____ Supplied text

Environmental alerts are a key communication tool to inform the supply chain on environmental management. Alerts include:

  • Red alerts to inform where an environmental incident has occurred and for sites to check that they have the correct controls in place to avoid further incidents
  • Amber alerts to inform on topical or seasonal environmental issues
  • Green alerts to provide guidance and advice on environmental topics
  • Blue alerts to inform on lessons learnt and further environmental controls as a consequence of environmental events.
Copy of Red Alert briefing document
Figure 4 Environment Alert – Red Alert
Copy of Amber Briefing newsletter
Figure 5 Environmental Alert – Amber Briefing
Copy of Green Communication newsletter
Figure 6 Environmental Alert – Green Communication
Copy of Shared learning newsletter
Figure 7 Environmental Alerts – Shared Learning

Environmental newsletters

The monthly Environmental Newsletter is sent out within LMJV and the supply chain and provides information on environmental performance, risks and control of impacts and opportunities. It provides details on the Supply Chain Forum and webinars, shared learning, best practise and case studies. This links into the sustainability section of the LMJV Hub – a Sharepoint library of key information for the supply chain.

Supply Chain Directors’ Forums

Supply chain directors’ forums are held regularly and managed by the Procurement Lead to provide project updates on milestones achieved and upcoming works.  Any sustainability updates are presented by the Environmental Lead and provides an opportunity to announce the Golden Newt Award winners.

Outcomes and learning

The training, awareness and communications tools mentioned above have been developed in line with the project’s environmental impacts and opportunities, being responsive to the issues found during compliance assurance and incidents and responding to the upskilling needs in the supply chain.

________
____ Data entries

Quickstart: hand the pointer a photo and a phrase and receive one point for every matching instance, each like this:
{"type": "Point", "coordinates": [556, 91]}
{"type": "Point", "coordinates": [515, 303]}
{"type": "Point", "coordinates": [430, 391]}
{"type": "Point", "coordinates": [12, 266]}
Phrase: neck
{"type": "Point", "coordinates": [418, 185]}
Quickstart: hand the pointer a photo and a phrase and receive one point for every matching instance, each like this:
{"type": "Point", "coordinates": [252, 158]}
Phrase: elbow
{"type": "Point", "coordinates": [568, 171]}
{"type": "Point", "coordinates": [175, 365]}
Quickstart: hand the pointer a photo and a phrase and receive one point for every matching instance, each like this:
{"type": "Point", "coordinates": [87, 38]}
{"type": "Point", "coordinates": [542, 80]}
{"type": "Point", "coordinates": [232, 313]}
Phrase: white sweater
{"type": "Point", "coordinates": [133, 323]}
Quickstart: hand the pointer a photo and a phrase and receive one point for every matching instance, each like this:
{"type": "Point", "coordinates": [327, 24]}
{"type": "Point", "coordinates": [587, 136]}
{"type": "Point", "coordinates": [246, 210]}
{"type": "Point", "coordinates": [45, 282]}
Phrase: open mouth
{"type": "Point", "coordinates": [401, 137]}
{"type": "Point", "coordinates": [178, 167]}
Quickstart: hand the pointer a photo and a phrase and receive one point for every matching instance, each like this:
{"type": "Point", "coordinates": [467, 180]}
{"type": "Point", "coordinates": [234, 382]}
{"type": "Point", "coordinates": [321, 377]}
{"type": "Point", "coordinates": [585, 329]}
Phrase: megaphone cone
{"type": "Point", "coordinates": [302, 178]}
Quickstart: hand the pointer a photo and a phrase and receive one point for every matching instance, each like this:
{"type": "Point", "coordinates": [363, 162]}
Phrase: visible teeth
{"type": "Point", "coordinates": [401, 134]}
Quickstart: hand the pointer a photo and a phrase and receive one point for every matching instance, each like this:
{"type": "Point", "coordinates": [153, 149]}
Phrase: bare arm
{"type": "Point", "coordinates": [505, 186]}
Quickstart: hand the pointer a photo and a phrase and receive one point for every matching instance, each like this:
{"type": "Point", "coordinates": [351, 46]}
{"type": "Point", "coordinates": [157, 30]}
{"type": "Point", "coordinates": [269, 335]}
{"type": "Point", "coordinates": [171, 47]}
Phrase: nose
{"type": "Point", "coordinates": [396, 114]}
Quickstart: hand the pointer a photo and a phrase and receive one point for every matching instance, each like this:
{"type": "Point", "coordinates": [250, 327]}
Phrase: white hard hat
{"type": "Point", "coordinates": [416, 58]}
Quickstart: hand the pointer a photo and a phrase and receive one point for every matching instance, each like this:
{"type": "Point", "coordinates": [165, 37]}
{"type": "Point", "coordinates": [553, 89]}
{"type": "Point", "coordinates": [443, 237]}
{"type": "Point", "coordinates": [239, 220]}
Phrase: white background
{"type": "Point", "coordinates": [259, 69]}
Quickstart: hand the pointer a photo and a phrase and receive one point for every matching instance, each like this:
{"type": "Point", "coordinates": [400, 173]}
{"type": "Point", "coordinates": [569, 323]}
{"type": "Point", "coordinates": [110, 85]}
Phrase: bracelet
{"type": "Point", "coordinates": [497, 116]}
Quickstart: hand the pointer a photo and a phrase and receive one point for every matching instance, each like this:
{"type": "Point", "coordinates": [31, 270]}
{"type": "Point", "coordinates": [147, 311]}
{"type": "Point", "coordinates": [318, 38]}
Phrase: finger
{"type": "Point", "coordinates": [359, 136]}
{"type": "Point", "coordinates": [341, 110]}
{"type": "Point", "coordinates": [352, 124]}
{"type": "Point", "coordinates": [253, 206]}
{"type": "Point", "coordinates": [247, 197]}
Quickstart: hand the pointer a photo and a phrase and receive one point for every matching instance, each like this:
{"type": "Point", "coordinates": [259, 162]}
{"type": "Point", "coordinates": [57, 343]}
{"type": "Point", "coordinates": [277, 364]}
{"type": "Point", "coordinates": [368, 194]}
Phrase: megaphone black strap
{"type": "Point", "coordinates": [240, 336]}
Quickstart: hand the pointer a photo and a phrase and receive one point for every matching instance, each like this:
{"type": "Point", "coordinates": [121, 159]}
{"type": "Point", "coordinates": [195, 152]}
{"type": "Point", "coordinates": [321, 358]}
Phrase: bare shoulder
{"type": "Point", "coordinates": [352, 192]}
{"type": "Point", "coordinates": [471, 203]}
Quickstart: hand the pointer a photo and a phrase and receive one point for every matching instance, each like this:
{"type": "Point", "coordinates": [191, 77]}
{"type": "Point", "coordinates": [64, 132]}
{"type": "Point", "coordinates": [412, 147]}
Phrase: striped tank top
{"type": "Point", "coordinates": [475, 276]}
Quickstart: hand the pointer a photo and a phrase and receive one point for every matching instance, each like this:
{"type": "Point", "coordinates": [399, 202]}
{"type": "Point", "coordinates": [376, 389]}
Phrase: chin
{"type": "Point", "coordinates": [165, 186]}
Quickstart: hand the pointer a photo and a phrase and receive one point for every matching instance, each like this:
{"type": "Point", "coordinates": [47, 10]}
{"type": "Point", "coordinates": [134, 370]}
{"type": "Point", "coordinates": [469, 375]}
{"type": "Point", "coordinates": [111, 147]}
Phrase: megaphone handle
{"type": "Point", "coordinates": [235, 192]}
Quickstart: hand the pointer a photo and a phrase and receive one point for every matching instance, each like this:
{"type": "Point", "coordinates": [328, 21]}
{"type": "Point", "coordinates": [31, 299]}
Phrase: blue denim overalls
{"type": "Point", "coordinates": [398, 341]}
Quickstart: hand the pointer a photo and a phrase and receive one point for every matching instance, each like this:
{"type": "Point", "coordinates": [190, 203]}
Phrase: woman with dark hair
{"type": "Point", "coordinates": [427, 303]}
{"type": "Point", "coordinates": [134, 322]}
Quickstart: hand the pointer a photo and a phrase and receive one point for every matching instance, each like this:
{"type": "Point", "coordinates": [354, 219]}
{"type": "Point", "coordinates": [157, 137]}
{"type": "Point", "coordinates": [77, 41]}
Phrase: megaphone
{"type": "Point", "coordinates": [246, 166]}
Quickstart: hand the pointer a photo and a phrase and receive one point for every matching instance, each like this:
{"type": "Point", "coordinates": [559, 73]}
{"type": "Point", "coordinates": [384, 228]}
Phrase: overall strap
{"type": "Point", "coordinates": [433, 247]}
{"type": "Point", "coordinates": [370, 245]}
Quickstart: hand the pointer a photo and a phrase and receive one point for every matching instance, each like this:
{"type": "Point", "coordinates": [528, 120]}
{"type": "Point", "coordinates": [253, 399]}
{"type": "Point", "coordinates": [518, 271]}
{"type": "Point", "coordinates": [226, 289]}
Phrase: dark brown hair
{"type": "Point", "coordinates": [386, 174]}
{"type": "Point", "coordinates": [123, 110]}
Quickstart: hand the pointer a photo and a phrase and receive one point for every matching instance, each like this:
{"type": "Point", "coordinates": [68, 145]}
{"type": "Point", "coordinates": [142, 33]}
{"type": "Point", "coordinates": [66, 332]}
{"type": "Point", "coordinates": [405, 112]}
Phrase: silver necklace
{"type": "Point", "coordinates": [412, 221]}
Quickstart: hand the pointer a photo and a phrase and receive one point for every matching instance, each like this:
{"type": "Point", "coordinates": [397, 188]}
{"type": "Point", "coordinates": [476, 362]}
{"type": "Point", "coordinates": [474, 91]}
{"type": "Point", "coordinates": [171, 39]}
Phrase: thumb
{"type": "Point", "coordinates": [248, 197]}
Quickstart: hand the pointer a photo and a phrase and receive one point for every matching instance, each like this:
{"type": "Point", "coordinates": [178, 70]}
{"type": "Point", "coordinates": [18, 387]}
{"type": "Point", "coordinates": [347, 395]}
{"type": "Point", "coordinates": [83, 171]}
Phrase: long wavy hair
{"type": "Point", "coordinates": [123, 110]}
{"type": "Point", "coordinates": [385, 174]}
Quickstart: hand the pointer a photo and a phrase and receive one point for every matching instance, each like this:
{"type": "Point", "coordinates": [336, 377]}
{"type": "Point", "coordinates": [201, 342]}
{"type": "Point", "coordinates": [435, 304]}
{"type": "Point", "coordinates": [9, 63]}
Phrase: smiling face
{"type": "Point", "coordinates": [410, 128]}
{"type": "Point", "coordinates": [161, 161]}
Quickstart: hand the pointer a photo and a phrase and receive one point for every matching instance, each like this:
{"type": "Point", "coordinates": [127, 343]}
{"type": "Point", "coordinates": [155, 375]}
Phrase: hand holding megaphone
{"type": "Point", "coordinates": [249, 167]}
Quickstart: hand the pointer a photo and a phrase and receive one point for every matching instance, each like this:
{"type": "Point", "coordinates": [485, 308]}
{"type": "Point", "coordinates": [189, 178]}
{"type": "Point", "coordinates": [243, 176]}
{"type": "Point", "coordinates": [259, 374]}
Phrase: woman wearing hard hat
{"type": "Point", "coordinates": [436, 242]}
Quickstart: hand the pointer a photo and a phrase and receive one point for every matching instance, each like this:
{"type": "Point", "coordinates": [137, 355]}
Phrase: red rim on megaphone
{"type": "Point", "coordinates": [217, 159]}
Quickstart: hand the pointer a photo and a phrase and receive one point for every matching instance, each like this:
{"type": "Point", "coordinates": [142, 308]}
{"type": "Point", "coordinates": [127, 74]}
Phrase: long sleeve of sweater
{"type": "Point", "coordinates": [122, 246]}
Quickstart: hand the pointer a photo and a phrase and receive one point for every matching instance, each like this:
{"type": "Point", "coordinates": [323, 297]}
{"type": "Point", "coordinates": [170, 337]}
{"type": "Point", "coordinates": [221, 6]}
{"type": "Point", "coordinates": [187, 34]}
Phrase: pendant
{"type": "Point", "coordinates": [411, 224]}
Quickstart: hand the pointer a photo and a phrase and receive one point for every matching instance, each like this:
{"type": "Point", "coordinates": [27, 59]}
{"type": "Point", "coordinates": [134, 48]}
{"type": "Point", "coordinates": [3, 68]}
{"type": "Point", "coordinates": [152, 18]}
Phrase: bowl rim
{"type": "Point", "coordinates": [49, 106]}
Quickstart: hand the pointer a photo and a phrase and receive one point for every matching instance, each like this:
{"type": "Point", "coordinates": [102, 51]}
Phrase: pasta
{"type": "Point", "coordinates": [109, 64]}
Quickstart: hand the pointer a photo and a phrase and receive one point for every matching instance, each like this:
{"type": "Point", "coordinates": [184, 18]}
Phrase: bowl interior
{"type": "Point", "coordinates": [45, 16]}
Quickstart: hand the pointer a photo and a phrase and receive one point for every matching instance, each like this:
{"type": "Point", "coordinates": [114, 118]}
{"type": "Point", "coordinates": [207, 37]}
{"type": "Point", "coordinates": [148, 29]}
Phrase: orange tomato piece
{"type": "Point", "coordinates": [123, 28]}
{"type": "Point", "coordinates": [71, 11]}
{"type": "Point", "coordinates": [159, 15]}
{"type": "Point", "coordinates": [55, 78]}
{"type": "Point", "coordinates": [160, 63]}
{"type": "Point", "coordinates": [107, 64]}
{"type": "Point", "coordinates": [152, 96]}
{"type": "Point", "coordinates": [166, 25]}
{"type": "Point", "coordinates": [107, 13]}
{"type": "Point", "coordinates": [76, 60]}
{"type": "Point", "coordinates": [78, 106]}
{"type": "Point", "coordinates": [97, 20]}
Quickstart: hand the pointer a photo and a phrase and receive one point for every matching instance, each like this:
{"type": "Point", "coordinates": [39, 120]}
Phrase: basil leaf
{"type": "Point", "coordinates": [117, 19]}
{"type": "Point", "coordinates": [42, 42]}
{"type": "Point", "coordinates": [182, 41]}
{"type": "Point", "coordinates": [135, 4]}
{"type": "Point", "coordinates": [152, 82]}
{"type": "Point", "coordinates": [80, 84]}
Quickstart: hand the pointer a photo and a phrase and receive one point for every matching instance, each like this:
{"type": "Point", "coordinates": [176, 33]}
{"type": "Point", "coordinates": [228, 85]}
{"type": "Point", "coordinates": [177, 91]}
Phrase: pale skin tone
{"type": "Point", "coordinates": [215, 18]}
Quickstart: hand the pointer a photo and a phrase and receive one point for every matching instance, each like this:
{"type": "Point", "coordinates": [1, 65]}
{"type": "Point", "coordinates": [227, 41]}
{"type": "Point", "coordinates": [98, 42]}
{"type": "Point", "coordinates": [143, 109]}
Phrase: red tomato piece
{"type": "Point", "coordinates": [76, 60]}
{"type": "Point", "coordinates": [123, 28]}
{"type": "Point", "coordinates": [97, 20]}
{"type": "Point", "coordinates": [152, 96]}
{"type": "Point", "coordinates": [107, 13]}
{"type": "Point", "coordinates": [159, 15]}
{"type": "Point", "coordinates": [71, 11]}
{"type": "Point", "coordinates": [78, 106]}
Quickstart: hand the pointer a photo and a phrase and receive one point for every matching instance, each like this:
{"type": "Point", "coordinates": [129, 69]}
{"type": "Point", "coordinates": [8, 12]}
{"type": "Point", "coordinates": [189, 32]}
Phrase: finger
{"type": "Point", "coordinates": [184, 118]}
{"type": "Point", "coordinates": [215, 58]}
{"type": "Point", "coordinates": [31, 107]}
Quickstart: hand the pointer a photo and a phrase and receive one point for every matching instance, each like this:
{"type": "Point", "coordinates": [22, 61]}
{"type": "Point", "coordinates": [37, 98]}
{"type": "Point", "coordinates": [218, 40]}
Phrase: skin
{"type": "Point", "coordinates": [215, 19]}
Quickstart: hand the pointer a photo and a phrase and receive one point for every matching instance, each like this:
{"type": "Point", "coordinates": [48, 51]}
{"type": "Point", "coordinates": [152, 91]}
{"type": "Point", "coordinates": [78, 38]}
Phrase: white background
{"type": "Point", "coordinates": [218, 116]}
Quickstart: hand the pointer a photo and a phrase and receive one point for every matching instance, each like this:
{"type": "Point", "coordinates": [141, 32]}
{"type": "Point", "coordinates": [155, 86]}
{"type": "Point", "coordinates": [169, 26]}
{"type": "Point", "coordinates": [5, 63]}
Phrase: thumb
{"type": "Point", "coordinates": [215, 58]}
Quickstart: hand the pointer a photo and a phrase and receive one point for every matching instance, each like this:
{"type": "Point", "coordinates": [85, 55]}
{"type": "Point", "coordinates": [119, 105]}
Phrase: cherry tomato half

________

Problems and tasks |
A. From the supplied text on environmental alerts and communications, repeat word for word the part that opens with the words containing "The monthly Environmental" and closes with "Newt Award winners.".
B. Locate each line of the rows that contains the string "hard" and copy those lines out, treating uppercase and lowercase as different.

Answers given |
A.
The monthly Environmental Newsletter is sent out within LMJV and the supply chain and provides information on environmental performance, risks and control of impacts and opportunities. It provides details on the Supply Chain Forum and webinars, shared learning, best practise and case studies. This links into the sustainability section of the LMJV Hub – a Sharepoint library of key information for the supply chain.

Supply Chain Directors’ Forums

Supply chain directors’ forums are held regularly and managed by the Procurement Lead to provide project updates on milestones achieved and upcoming works.  Any sustainability updates are presented by the Environmental Lead and provides an opportunity to announce the Golden Newt Award winners.

B.
Phrase: white hard hat
Phrase: woman wearing hard hat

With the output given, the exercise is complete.